- _Extrait du document_:
====================

Avez-vous échangé avec des adolescents au sujet de l’histoire du théâtre et de ses genres? Sont-ils plus sensibles à certaines périodes et certains genres selon vous?
Les adolescents sont curieux et aiment le théâtre. Ils aiment le métier d’acteur qui est fascinant, ils se questionnent facilement : pourquoi cette pièce ? pourquoi ce décor ? comment on tient un monologue ? etc. et ils l’aiment encore plus si c’est bien accompagné, bien préparé, c’est dans cette direction que j’ai composé ce livre. Leur donner des indications précises, restituer dans une période historique dont ils connaissent souvent très peu de choses et ne jamais les exclure en stigmatisant leur ignorance ou leur méconnaissance de l’histoire littéraire. Je voulais un livre qui s’adresse à eux en les prenant au sérieux.

On parle d’une crise du théâtre depuis plusieurs années et de la baisse notable des spectateurs: Imaginer cet ouvrage vous a-t-il apporté des hypothèses sur ce phénomène culturel?

====================

- _Extrait de données_:

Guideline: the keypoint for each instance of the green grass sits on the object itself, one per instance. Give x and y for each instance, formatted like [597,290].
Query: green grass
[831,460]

====================

- _Exercice court_: Poursuivez l'entretien sur le théâtre et les adolescents en enchaînant directement après sa dernière question.

- _Réponse ci-dessous_:
Vous parlez de crise du théâtre et c’est vrai qu’elle est là, mais à l’inverse Avignon remporte un vif succès, certains théâtres affichent complet pour plusieurs pièces d’une saison, donc j’aurais envie de dire que c’est relatif. Non, je n’ai pas les clefs pour analyser ce phénomène. Les offres culturelles sont très nombreuses, le pouvoir d’achat n’est plus le même… mais c’est peut-être m’en remettre à des arguments galvaudés. Ce que je déplore fortement, et qu’il faudrait oser dénoncer, c’est une démocratisation en demi-teinte. Le public du théâtre reste très cloisonné et très sélectif, tout le monde ne va pas au théâtre. Le projet de Jean Vilar aurait-il échoué ? Voilà une question qui dérange sans doute mais qui demeure passionnante. Qui va au théâtre, ce soir ?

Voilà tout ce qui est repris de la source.